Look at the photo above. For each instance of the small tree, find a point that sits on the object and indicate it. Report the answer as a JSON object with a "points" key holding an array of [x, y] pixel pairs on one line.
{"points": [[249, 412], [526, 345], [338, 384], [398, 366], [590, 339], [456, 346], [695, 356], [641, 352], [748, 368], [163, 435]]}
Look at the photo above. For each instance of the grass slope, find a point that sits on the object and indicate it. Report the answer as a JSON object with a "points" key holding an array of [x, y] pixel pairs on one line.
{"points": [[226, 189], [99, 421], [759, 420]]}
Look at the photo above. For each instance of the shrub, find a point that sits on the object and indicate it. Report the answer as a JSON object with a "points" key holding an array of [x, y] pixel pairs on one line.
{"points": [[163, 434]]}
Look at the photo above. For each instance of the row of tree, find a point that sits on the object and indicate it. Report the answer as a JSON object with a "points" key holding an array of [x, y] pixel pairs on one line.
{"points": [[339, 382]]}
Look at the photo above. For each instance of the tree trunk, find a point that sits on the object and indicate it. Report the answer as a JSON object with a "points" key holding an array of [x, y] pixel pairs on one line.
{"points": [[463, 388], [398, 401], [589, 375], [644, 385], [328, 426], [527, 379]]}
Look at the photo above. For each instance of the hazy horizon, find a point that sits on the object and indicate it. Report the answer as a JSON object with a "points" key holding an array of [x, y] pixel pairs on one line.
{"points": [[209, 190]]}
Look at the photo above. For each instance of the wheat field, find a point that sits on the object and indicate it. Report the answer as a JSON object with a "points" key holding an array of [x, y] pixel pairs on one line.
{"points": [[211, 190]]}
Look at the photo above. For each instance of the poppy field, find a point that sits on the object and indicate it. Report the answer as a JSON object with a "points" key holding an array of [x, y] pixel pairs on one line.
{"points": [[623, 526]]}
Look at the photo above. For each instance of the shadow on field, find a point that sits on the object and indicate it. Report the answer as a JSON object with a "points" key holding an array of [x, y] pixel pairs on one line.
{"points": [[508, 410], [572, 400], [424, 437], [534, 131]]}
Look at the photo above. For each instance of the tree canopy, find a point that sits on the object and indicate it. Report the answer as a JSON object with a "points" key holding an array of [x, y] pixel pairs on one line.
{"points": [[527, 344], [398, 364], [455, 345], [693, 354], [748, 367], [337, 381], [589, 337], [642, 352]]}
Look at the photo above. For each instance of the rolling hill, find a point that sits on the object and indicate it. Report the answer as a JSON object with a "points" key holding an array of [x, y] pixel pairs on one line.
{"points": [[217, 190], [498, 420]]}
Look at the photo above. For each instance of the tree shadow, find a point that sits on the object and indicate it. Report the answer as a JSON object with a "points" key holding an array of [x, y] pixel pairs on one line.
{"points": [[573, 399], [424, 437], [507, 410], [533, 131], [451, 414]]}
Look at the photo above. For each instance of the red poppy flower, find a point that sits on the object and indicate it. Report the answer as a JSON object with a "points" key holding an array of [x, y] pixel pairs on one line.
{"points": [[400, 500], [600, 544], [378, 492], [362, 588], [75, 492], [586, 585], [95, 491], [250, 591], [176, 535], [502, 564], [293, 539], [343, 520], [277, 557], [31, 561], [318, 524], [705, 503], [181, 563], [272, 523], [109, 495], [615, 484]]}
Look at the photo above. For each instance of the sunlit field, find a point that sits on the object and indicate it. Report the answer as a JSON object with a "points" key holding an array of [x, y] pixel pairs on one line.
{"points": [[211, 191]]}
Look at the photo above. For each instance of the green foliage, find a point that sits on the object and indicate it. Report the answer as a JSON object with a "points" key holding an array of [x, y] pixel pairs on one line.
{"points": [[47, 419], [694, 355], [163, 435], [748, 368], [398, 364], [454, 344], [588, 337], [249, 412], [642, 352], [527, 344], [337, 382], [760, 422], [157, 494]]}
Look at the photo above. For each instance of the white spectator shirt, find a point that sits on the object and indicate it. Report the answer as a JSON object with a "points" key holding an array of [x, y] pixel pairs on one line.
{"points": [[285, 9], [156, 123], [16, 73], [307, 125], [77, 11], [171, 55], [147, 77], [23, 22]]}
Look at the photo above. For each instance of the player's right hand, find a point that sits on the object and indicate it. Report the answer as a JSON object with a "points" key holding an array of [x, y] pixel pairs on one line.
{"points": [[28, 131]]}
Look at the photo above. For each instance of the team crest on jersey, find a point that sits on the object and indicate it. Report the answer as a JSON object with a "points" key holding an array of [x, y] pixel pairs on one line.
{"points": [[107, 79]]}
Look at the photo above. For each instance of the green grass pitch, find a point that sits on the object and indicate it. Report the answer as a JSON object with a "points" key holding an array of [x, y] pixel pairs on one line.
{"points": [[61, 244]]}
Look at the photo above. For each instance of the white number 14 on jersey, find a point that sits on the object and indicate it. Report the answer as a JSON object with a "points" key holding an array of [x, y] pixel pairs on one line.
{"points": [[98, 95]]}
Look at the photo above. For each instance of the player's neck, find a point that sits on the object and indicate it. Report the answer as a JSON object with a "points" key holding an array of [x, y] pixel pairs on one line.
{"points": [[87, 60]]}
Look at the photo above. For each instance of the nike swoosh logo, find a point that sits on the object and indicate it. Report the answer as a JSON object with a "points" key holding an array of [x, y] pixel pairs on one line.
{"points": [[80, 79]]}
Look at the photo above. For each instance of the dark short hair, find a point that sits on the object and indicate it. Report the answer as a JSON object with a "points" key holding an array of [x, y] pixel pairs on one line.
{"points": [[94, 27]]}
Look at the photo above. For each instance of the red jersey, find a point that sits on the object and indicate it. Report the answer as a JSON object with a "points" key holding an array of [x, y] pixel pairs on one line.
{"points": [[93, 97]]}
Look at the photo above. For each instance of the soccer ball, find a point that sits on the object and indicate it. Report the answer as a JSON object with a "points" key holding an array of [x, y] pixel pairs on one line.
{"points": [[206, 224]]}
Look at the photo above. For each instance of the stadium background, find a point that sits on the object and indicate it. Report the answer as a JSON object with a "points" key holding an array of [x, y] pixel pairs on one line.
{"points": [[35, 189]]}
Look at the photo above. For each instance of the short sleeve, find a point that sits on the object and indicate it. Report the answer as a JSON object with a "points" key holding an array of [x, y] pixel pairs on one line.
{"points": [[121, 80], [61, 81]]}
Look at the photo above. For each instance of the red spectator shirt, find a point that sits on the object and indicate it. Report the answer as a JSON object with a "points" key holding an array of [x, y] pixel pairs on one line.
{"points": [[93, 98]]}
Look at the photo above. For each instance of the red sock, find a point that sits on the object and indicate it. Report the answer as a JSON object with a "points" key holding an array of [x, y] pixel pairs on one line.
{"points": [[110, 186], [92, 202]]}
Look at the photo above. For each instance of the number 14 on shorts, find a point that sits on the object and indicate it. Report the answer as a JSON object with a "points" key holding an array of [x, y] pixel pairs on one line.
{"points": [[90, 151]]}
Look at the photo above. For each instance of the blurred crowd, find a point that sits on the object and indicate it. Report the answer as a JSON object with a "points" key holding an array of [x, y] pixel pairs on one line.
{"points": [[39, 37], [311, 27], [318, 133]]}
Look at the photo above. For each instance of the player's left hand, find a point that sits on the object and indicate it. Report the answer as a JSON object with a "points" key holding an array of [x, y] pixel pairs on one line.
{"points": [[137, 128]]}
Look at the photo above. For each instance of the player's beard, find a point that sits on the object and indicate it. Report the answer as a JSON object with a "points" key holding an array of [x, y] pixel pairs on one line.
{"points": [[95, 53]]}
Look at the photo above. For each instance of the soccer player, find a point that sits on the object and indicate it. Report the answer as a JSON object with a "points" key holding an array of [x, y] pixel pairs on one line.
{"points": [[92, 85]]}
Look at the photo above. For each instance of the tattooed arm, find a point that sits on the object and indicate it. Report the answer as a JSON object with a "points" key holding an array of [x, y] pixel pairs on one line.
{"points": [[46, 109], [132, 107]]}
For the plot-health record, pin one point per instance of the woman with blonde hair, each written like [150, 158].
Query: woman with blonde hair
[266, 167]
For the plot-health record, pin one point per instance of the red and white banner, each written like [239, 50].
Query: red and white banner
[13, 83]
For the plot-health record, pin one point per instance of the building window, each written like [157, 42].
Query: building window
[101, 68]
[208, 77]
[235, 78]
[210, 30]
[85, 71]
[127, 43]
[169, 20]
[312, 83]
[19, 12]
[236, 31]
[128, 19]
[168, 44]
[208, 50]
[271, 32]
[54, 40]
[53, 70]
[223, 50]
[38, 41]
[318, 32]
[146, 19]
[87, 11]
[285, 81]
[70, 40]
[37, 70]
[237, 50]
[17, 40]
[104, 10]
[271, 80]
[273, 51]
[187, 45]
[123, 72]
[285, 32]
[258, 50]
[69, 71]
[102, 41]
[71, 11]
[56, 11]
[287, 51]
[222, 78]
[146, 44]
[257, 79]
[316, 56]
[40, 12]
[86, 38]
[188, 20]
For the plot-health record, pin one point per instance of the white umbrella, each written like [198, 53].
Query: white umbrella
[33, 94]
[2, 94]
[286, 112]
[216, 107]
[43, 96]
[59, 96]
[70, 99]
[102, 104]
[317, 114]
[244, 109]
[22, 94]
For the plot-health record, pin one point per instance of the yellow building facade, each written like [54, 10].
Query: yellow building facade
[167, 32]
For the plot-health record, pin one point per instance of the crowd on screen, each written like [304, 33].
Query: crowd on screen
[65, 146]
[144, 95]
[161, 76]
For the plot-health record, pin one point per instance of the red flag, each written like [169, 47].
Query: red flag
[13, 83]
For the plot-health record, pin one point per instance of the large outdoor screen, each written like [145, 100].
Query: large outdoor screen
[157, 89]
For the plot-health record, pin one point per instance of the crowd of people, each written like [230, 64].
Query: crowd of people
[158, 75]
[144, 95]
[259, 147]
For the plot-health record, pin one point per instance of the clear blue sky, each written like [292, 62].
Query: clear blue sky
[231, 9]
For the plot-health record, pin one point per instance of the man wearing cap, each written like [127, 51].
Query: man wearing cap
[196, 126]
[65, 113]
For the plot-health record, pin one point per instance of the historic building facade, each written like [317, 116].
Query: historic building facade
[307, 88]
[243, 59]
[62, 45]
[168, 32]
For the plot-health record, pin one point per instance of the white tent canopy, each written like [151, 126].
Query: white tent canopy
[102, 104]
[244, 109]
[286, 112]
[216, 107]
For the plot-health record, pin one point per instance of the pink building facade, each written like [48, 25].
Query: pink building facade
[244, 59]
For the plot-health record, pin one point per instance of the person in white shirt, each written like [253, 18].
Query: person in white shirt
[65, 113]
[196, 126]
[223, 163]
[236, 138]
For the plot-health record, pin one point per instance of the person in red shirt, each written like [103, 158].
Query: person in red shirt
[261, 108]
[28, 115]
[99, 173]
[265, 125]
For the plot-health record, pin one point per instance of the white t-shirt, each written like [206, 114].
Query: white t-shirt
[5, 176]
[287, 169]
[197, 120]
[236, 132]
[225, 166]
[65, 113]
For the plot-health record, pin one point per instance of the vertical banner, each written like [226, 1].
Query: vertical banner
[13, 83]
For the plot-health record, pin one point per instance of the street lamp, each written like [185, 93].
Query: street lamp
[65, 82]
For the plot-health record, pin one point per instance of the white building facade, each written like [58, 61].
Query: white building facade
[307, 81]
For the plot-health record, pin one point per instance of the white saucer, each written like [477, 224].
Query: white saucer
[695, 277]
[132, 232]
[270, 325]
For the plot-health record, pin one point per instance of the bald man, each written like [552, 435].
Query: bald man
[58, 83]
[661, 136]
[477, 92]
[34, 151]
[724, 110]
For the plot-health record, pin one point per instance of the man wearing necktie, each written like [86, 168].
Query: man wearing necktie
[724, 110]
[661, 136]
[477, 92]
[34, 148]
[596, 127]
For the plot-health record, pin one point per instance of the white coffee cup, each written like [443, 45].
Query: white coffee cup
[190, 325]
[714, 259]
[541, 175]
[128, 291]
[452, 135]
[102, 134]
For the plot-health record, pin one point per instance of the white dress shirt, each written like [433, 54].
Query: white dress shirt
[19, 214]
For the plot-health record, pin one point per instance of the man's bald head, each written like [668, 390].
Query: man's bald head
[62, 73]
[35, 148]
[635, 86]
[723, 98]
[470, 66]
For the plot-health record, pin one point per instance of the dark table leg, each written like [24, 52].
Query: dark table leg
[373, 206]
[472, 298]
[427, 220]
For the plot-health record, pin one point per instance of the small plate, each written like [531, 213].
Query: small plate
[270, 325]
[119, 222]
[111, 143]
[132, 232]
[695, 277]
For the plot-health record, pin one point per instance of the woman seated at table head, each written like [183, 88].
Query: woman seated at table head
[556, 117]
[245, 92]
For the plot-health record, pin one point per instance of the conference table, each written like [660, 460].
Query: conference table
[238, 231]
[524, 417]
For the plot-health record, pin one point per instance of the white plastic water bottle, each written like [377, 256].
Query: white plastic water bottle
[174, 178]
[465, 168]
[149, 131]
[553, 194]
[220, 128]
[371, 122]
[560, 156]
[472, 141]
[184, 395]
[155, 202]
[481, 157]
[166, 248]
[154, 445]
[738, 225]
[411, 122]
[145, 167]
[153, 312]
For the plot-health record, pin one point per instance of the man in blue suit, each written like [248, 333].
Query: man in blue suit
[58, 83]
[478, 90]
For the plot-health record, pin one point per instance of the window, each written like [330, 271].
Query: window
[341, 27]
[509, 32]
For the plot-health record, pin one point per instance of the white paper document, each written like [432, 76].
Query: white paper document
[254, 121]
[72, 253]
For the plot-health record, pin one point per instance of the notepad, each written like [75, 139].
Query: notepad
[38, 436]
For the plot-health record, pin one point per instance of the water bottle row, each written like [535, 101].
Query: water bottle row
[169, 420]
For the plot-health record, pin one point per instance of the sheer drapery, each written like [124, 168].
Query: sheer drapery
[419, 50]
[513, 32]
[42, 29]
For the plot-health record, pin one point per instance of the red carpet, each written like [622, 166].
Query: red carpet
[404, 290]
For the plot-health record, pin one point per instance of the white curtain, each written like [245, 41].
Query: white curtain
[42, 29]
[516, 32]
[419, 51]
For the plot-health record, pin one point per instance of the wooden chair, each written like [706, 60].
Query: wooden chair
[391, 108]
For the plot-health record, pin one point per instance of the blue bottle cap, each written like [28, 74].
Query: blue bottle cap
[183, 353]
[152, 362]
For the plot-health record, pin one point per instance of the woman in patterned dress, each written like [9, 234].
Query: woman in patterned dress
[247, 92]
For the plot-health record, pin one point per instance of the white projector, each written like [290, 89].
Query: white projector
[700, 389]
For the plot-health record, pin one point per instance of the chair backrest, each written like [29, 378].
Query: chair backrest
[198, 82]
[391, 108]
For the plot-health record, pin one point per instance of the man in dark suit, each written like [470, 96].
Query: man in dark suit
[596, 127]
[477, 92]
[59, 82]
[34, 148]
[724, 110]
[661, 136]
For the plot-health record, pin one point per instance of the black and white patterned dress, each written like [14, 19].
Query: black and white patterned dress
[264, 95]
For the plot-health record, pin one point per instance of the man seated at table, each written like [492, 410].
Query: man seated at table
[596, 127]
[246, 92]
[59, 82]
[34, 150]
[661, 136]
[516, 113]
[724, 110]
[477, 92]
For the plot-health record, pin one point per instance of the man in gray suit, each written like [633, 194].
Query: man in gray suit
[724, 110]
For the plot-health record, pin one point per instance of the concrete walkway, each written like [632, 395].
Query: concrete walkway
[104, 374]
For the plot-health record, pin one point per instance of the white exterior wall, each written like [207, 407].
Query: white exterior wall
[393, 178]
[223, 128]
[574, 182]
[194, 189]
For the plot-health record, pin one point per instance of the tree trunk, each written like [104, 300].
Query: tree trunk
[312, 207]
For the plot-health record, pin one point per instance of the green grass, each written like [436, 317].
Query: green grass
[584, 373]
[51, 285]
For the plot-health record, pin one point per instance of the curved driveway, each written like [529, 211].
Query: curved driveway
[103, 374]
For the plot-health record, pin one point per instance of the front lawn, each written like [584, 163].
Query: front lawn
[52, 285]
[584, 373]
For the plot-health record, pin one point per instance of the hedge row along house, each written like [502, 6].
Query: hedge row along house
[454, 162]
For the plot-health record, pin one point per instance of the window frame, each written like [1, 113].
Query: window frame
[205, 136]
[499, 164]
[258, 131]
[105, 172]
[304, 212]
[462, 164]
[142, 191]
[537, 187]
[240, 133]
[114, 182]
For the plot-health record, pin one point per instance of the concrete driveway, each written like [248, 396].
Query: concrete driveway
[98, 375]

________

## Assigned task:
Retype the lines of the material from the one containing "Query: window frame" through the last line, exactly, and give no other lines.

## Task response:
Query: window frame
[205, 136]
[499, 164]
[258, 131]
[105, 172]
[304, 212]
[462, 164]
[142, 191]
[537, 187]
[240, 133]
[114, 182]
For the plot-health record, pin one point per instance of the concrete driveway, each written like [248, 396].
Query: concrete driveway
[98, 375]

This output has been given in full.